Problem details
Below are records; count how many of their lines contain the word "green" and give the number alone.

—————

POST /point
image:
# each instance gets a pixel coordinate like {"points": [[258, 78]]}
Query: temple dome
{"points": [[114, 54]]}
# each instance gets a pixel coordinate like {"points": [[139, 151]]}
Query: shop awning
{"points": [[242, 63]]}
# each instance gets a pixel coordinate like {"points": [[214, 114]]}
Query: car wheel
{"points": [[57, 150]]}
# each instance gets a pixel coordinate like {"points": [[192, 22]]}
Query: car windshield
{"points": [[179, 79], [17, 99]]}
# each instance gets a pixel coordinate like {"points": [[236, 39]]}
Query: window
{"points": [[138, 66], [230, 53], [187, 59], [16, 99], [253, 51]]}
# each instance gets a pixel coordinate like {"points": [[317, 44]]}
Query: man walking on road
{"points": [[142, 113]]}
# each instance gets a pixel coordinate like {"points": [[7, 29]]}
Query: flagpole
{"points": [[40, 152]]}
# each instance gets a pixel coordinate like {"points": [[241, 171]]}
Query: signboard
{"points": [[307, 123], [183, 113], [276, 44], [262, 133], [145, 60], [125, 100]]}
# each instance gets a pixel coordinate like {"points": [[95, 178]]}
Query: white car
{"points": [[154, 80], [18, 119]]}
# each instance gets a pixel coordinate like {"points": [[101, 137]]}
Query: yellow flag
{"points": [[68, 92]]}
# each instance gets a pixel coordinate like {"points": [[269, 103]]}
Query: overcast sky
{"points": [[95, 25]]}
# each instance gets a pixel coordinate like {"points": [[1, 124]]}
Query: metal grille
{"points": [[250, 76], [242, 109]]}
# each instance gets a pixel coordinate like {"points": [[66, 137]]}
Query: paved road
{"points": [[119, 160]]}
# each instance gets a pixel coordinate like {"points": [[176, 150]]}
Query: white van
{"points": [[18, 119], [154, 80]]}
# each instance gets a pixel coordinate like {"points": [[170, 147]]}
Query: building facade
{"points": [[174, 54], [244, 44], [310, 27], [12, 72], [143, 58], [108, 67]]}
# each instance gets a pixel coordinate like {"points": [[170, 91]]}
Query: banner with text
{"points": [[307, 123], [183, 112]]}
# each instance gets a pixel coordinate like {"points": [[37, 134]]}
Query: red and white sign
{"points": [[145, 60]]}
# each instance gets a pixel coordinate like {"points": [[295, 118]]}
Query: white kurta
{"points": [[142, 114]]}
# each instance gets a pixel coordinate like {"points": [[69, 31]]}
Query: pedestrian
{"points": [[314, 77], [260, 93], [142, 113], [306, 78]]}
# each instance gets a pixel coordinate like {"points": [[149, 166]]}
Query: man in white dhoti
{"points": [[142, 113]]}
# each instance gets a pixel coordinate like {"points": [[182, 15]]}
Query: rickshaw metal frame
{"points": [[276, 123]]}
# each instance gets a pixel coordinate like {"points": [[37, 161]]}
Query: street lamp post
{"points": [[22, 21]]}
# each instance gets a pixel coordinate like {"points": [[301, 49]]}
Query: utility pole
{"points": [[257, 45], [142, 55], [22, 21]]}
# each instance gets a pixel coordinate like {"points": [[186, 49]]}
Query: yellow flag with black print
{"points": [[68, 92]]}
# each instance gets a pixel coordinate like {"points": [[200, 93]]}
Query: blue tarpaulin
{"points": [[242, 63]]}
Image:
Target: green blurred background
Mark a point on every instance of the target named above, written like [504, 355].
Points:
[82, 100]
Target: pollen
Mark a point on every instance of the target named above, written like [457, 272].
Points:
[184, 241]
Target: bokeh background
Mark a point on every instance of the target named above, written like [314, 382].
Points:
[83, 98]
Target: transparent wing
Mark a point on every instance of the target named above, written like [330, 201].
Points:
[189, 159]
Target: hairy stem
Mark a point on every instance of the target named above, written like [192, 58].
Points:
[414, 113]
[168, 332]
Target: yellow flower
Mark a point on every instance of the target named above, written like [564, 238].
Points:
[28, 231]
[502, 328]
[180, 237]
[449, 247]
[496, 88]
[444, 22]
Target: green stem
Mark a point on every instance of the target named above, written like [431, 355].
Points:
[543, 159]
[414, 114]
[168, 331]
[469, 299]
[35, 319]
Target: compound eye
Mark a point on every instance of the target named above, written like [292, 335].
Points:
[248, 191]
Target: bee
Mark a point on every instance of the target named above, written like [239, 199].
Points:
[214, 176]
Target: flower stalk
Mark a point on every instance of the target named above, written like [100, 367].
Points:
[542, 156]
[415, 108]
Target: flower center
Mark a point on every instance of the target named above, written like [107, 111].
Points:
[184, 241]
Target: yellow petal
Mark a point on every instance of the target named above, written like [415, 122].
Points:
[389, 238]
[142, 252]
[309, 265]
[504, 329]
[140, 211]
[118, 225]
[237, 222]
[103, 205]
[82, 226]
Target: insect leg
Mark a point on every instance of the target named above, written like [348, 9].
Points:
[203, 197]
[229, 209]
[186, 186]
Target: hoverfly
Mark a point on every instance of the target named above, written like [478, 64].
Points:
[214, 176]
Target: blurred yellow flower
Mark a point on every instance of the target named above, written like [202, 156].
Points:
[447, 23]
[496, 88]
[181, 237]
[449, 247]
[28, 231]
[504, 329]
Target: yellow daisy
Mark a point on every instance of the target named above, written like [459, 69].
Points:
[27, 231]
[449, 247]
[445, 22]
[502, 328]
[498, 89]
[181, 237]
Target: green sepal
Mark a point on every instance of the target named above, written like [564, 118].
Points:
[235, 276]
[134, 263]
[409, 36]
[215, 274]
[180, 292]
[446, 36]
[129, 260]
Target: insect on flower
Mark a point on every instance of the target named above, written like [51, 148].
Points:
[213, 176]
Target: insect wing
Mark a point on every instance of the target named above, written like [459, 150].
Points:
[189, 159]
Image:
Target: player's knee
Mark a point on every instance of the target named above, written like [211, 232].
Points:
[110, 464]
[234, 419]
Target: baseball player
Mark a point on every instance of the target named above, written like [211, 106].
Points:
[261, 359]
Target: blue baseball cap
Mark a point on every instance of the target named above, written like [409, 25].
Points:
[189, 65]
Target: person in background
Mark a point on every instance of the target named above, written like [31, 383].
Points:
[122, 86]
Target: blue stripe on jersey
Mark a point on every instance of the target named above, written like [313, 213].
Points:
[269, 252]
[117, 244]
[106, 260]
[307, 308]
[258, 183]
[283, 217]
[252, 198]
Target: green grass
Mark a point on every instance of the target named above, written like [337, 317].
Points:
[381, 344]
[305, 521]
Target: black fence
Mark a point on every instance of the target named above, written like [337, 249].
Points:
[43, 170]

—————

Result for this exercise
4